## REQUIRED ACTIONS
- 1) From the forum thread on PhoenixMiner and Shakepay below, list the names of every environment variable that the batch script sets with the setx command.
- 2) Retype the passage of the forum thread on PhoenixMiner and Shakepay below, starting at "REM PhoenixMiner.exe -pool" and ending at "is much appreciated.".

## SELECTED PASSAGE
**********
# Phoenixminer not paying me on Shakepay



## AXENTQC (Jun 4, 2022)

I normally use NICEHASH QUICKMINER to mine with my gaming PC while I'm away from home and it has been serving me well so far.  However, (please confirm) I read in a couple articles on the net (I don't remember where) that you can get paid directly in ETH using PHOENIXMINER while QUICKMINER only pays in BTC. So I have been testing PHOENIXMINER for about 24 hours. The script seems to run fine, with information similar to what I get with DAGGERHASHIMOTO (using QUICKMINER) scrolling up in a Command prompt window.

The issue is that the ETH I mine doesn't seem to go in my SHAKEPAY wallet at all as the ETH balance hasn't change when I checked it just now. It has been 24hish. Why do you think is that? Here's the script. I had to replace the address for obvious reasons. In the PHOENIXMINER script I replaced the provided SHAKEPAY ETH address with mine (found on my SHAKEPAY app). The only part I'm not sure is the rig name so I made one up. I used .myRover .

REM
REM Example bat file for starting PhoenixMiner.exe to mine ETH
REM

setx GPU_FORCE_64BIT_PTR 0
setx GPU_MAX_HEAP_SIZE 100
setx GPU_USE_SYNC_OBJECTS 1
setx GPU_MAX_ALLOC_PERCENT 100
setx GPU_SINGLE_ALLOC_PERCENT 100

REM IMPORTANT: Replace the ETH address with your own ETH wallet address in the -wal option (Rig001 is the name of the rig)
REM PhoenixMiner.exe -pool ssl://eu1.ethermine.org:5555 -pool2 ssl://us1.ethermine.org:5555 -wal 0x0XXXXXXXXXXXXXXXXXXXXXXXXX.Rig001
"C:\Program Files\PhoenixMiner_6.2c_Windows\PhoenixMiner.exe" -pool ssl://eu1.ethermine.org:5555 -pool2 ssl://us1.ethermine.org:5555 -wal 0x3XXXXXXXXXXXXXXXXXXXXXXXX.myRover
pause

nVIDIA RTX-2070 Super
WINDOWS 10

Any help is much appreciated.
**********
## DATASET RECORDS
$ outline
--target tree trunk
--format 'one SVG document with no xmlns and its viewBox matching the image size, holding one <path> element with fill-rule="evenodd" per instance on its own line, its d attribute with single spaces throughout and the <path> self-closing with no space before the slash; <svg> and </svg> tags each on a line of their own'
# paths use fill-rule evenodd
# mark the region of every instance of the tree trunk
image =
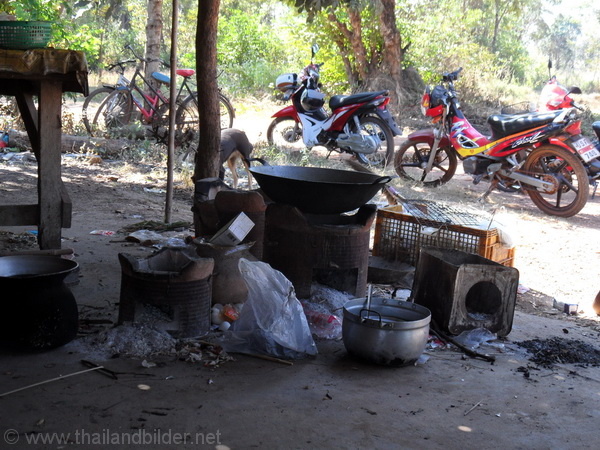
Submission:
<svg viewBox="0 0 600 450">
<path fill-rule="evenodd" d="M 160 44 L 163 30 L 162 5 L 163 0 L 148 0 L 146 22 L 146 59 L 148 62 L 144 73 L 148 81 L 152 80 L 152 72 L 160 70 Z"/>
<path fill-rule="evenodd" d="M 221 121 L 217 87 L 217 24 L 220 0 L 198 2 L 196 30 L 196 73 L 200 141 L 196 152 L 194 179 L 216 177 L 219 173 Z"/>
<path fill-rule="evenodd" d="M 402 47 L 402 37 L 396 26 L 396 0 L 379 0 L 379 24 L 383 38 L 383 61 L 382 69 L 386 73 L 393 86 L 392 103 L 402 103 L 402 62 L 406 48 Z"/>
</svg>

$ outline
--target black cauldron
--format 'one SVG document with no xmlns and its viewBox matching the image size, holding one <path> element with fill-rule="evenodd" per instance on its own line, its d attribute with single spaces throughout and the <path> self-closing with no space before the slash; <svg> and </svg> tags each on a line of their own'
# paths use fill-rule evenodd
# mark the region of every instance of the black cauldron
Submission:
<svg viewBox="0 0 600 450">
<path fill-rule="evenodd" d="M 77 267 L 57 256 L 0 257 L 2 347 L 49 350 L 75 338 L 77 302 L 64 279 Z"/>
<path fill-rule="evenodd" d="M 340 214 L 360 208 L 391 180 L 320 167 L 259 166 L 250 172 L 271 200 L 312 214 Z"/>
</svg>

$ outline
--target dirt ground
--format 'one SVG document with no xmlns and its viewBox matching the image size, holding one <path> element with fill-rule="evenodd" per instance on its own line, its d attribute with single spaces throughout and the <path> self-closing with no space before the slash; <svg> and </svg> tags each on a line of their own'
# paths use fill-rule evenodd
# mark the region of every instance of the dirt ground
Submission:
<svg viewBox="0 0 600 450">
<path fill-rule="evenodd" d="M 234 126 L 258 142 L 264 137 L 256 130 L 267 124 L 250 109 Z M 80 334 L 52 351 L 0 352 L 0 394 L 83 370 L 81 359 L 120 374 L 114 380 L 84 373 L 0 396 L 0 448 L 597 447 L 600 368 L 564 361 L 576 343 L 589 345 L 590 354 L 600 348 L 600 321 L 591 309 L 600 289 L 600 198 L 590 198 L 576 217 L 560 219 L 542 214 L 519 194 L 494 193 L 481 204 L 477 198 L 486 186 L 473 186 L 460 174 L 434 190 L 392 181 L 407 198 L 496 210 L 514 240 L 515 267 L 529 291 L 518 296 L 507 338 L 477 349 L 494 355 L 493 364 L 431 341 L 415 366 L 374 366 L 350 357 L 341 340 L 322 339 L 316 340 L 316 357 L 292 365 L 239 354 L 211 364 L 208 349 L 196 362 L 181 353 L 109 358 L 84 342 L 117 321 L 117 254 L 144 257 L 153 251 L 125 241 L 120 230 L 163 220 L 165 177 L 146 165 L 92 162 L 81 155 L 63 157 L 63 180 L 73 201 L 63 248 L 74 250 L 80 266 L 71 286 Z M 35 202 L 34 163 L 0 163 L 0 180 L 3 203 Z M 193 221 L 192 194 L 185 183 L 177 185 L 172 222 Z M 383 197 L 375 201 L 386 203 Z M 1 228 L 4 249 L 34 245 L 23 234 L 32 229 Z M 555 300 L 577 304 L 579 314 L 553 308 Z M 517 345 L 550 338 L 560 340 L 563 358 L 547 366 Z"/>
</svg>

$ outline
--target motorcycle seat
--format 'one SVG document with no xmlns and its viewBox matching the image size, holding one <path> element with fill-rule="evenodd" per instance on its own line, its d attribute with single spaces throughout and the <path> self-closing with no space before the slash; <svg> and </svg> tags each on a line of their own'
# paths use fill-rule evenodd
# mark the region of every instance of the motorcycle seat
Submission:
<svg viewBox="0 0 600 450">
<path fill-rule="evenodd" d="M 494 114 L 488 117 L 492 129 L 492 139 L 498 140 L 520 131 L 540 127 L 552 122 L 562 111 L 526 114 Z"/>
<path fill-rule="evenodd" d="M 334 95 L 329 100 L 329 107 L 334 110 L 346 105 L 369 102 L 381 95 L 387 96 L 389 95 L 389 91 L 359 92 L 358 94 L 352 95 Z"/>
</svg>

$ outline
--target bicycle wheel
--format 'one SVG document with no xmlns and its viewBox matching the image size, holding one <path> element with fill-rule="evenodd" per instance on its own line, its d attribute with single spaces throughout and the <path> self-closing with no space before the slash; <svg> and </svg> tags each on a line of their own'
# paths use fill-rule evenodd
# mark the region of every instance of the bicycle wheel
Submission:
<svg viewBox="0 0 600 450">
<path fill-rule="evenodd" d="M 235 118 L 235 109 L 224 94 L 219 92 L 219 112 L 221 114 L 221 130 L 224 128 L 233 127 L 233 119 Z"/>
<path fill-rule="evenodd" d="M 132 103 L 131 94 L 127 90 L 117 89 L 106 97 L 92 119 L 95 135 L 118 134 L 131 120 Z"/>
<path fill-rule="evenodd" d="M 98 108 L 106 100 L 110 94 L 115 91 L 115 88 L 104 86 L 98 89 L 93 90 L 90 94 L 85 98 L 83 102 L 83 106 L 81 108 L 81 119 L 83 120 L 83 124 L 85 125 L 85 129 L 90 134 L 90 136 L 94 135 L 94 128 L 92 126 L 92 121 Z"/>
</svg>

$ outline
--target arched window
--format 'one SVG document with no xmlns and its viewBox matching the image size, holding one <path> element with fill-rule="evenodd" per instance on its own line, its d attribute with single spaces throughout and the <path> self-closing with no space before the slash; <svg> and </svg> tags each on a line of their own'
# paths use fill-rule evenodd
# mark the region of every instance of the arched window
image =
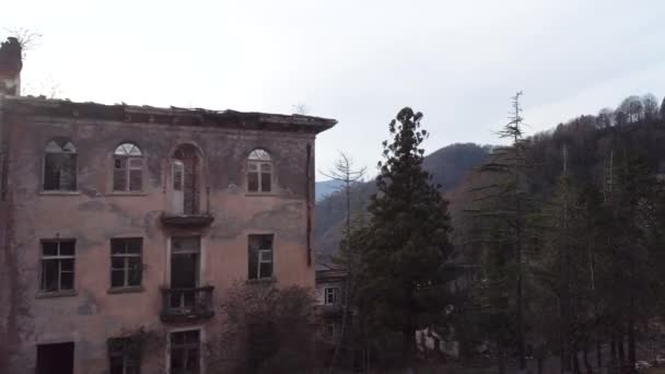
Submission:
<svg viewBox="0 0 665 374">
<path fill-rule="evenodd" d="M 143 154 L 132 143 L 122 143 L 114 152 L 113 190 L 143 189 Z"/>
<path fill-rule="evenodd" d="M 44 190 L 73 191 L 77 189 L 77 148 L 67 140 L 51 140 L 44 155 Z"/>
<path fill-rule="evenodd" d="M 272 160 L 266 150 L 257 149 L 247 159 L 247 190 L 270 192 L 272 190 Z"/>
</svg>

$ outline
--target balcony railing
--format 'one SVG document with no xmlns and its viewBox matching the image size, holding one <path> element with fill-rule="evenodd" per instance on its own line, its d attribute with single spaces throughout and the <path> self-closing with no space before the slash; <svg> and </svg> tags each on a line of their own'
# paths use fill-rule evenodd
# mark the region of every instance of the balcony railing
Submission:
<svg viewBox="0 0 665 374">
<path fill-rule="evenodd" d="M 160 219 L 163 225 L 173 227 L 206 227 L 214 221 L 214 217 L 210 213 L 174 214 L 163 212 Z"/>
<path fill-rule="evenodd" d="M 212 291 L 214 287 L 194 289 L 162 289 L 163 322 L 208 319 L 214 315 Z"/>
</svg>

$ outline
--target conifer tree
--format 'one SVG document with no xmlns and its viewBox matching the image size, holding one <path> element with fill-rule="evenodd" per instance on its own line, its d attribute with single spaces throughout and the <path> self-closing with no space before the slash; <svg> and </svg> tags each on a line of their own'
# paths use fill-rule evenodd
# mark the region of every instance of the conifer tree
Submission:
<svg viewBox="0 0 665 374">
<path fill-rule="evenodd" d="M 428 132 L 421 113 L 405 107 L 390 121 L 378 163 L 378 194 L 369 206 L 371 221 L 362 246 L 360 299 L 372 305 L 366 320 L 374 334 L 401 335 L 402 365 L 416 353 L 417 330 L 445 316 L 451 252 L 447 202 L 422 170 Z"/>
<path fill-rule="evenodd" d="M 528 217 L 534 211 L 534 196 L 528 191 L 527 160 L 528 141 L 524 138 L 522 92 L 513 96 L 510 121 L 499 131 L 501 138 L 509 139 L 509 147 L 499 147 L 492 159 L 479 167 L 478 173 L 491 173 L 493 182 L 488 186 L 476 188 L 475 211 L 477 219 L 487 221 L 488 250 L 504 252 L 501 254 L 501 284 L 492 284 L 490 289 L 500 294 L 511 294 L 509 300 L 500 305 L 488 305 L 494 313 L 504 308 L 501 315 L 510 318 L 510 330 L 514 331 L 514 343 L 517 352 L 520 371 L 526 369 L 526 324 L 525 324 L 525 267 L 527 243 L 529 237 Z M 499 266 L 494 264 L 494 266 Z M 491 300 L 491 299 L 490 299 Z M 500 344 L 497 341 L 497 344 Z M 505 347 L 503 347 L 505 348 Z M 502 359 L 502 358 L 500 358 Z"/>
</svg>

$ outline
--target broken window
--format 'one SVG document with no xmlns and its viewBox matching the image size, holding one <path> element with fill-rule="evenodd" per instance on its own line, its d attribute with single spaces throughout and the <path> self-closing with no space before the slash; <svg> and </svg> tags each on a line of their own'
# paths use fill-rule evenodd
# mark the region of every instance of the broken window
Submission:
<svg viewBox="0 0 665 374">
<path fill-rule="evenodd" d="M 110 338 L 108 344 L 109 374 L 139 374 L 141 347 L 136 338 Z"/>
<path fill-rule="evenodd" d="M 335 338 L 336 334 L 337 334 L 337 324 L 335 323 L 328 323 L 326 324 L 326 336 L 328 338 Z"/>
<path fill-rule="evenodd" d="M 110 287 L 141 285 L 143 273 L 143 239 L 141 237 L 110 239 Z"/>
<path fill-rule="evenodd" d="M 337 287 L 327 287 L 324 289 L 324 303 L 325 304 L 337 304 L 337 294 L 339 293 L 339 288 Z"/>
<path fill-rule="evenodd" d="M 35 372 L 37 374 L 72 374 L 74 372 L 74 343 L 38 344 Z"/>
<path fill-rule="evenodd" d="M 249 279 L 272 278 L 272 235 L 249 235 Z"/>
<path fill-rule="evenodd" d="M 42 242 L 40 290 L 43 292 L 74 289 L 74 247 L 73 239 Z"/>
<path fill-rule="evenodd" d="M 272 161 L 265 150 L 249 153 L 247 161 L 247 190 L 249 192 L 270 192 L 272 190 Z"/>
<path fill-rule="evenodd" d="M 250 323 L 247 329 L 247 361 L 250 373 L 259 369 L 279 350 L 279 334 L 275 322 Z"/>
<path fill-rule="evenodd" d="M 200 373 L 199 330 L 171 332 L 171 374 Z"/>
<path fill-rule="evenodd" d="M 44 190 L 77 189 L 77 149 L 71 141 L 51 140 L 44 156 Z"/>
<path fill-rule="evenodd" d="M 180 145 L 172 161 L 173 209 L 178 214 L 199 212 L 199 152 L 191 144 Z"/>
<path fill-rule="evenodd" d="M 199 284 L 201 238 L 174 236 L 171 239 L 171 300 L 172 308 L 195 306 Z"/>
<path fill-rule="evenodd" d="M 140 191 L 143 188 L 143 154 L 132 143 L 122 143 L 114 152 L 113 190 Z"/>
</svg>

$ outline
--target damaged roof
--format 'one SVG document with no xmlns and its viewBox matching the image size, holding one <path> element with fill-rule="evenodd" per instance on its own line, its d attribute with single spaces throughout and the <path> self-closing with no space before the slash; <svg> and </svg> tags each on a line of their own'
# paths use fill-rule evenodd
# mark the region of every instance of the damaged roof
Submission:
<svg viewBox="0 0 665 374">
<path fill-rule="evenodd" d="M 202 108 L 154 107 L 127 104 L 75 103 L 43 96 L 3 96 L 7 114 L 40 118 L 75 118 L 132 124 L 220 127 L 236 129 L 299 131 L 318 133 L 337 124 L 336 119 L 260 112 L 210 110 Z"/>
</svg>

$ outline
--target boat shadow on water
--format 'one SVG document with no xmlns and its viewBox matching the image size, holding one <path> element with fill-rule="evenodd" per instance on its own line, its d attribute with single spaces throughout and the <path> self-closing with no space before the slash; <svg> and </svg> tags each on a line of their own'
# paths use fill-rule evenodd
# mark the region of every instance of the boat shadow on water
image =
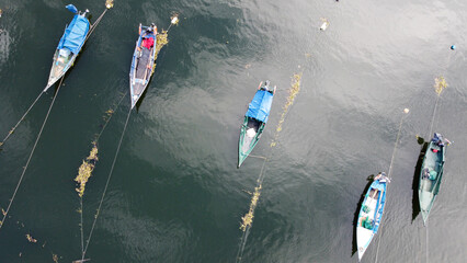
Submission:
<svg viewBox="0 0 467 263">
<path fill-rule="evenodd" d="M 366 192 L 368 192 L 369 185 L 372 185 L 374 178 L 375 178 L 375 174 L 371 174 L 371 175 L 368 175 L 368 178 L 366 178 L 366 181 L 368 181 L 368 183 L 366 183 L 366 186 L 363 190 L 362 195 L 360 196 L 360 201 L 356 204 L 355 214 L 353 216 L 352 256 L 357 251 L 357 247 L 356 247 L 356 224 L 358 221 L 360 208 L 362 207 L 362 203 L 365 199 L 365 194 L 366 194 Z"/>
<path fill-rule="evenodd" d="M 420 214 L 420 203 L 419 203 L 419 181 L 420 181 L 420 172 L 423 164 L 423 158 L 426 152 L 426 148 L 429 142 L 425 141 L 422 137 L 418 137 L 417 141 L 422 146 L 419 155 L 419 159 L 417 160 L 415 171 L 413 172 L 413 181 L 412 181 L 412 222 Z"/>
</svg>

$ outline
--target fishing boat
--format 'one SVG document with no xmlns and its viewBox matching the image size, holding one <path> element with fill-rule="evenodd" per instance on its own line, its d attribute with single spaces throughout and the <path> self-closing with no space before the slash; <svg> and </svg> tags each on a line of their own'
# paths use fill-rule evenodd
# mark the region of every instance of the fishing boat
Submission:
<svg viewBox="0 0 467 263">
<path fill-rule="evenodd" d="M 260 140 L 270 115 L 275 89 L 275 87 L 274 89 L 270 88 L 269 80 L 264 84 L 261 81 L 257 94 L 254 94 L 253 100 L 248 106 L 238 141 L 238 168 L 240 168 L 241 163 L 243 163 L 244 159 L 247 159 Z"/>
<path fill-rule="evenodd" d="M 155 72 L 157 26 L 143 26 L 139 24 L 139 37 L 133 53 L 132 68 L 129 70 L 129 94 L 132 108 L 136 105 L 146 90 Z"/>
<path fill-rule="evenodd" d="M 385 209 L 386 187 L 389 182 L 390 180 L 386 176 L 386 173 L 376 175 L 363 199 L 356 225 L 358 261 L 362 260 L 373 237 L 378 232 L 379 222 L 381 221 Z"/>
<path fill-rule="evenodd" d="M 443 139 L 441 134 L 434 134 L 423 157 L 419 182 L 419 202 L 423 224 L 426 222 L 434 198 L 440 191 L 441 179 L 443 178 L 445 144 L 448 145 L 449 141 Z"/>
<path fill-rule="evenodd" d="M 54 54 L 54 62 L 52 64 L 48 82 L 44 92 L 55 84 L 55 82 L 57 82 L 57 80 L 59 80 L 71 68 L 71 66 L 73 66 L 82 45 L 84 45 L 91 26 L 88 18 L 86 18 L 89 10 L 81 12 L 72 4 L 68 4 L 66 8 L 75 13 L 75 18 L 65 28 L 65 33 L 58 43 L 57 50 Z"/>
</svg>

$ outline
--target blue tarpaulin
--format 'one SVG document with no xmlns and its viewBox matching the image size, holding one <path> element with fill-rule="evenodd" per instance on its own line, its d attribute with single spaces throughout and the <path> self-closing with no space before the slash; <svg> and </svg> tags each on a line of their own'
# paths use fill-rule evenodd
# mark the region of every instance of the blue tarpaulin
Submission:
**********
## PER-TASK OUTPUTS
- 1)
GPU_FORCE_64BIT_PTR
GPU_MAX_HEAP_SIZE
GPU_USE_SYNC_OBJECTS
GPU_MAX_ALLOC_PERCENT
GPU_SINGLE_ALLOC_PERCENT

- 2)
REM PhoenixMiner.exe -pool ssl://eu1.ethermine.org:5555 -pool2 ssl://us1.ethermine.org:5555 -wal 0x0XXXXXXXXXXXXXXXXXXXXXXXXX.Rig001
"C:\Program Files\PhoenixMiner_6.2c_Windows\PhoenixMiner.exe" -pool ssl://eu1.ethermine.org:5555 -pool2 ssl://us1.ethermine.org:5555 -wal 0x3XXXXXXXXXXXXXXXXXXXXXXXX.myRover
pause

nVIDIA RTX-2070 Super
WINDOWS 10

Any help is much appreciated.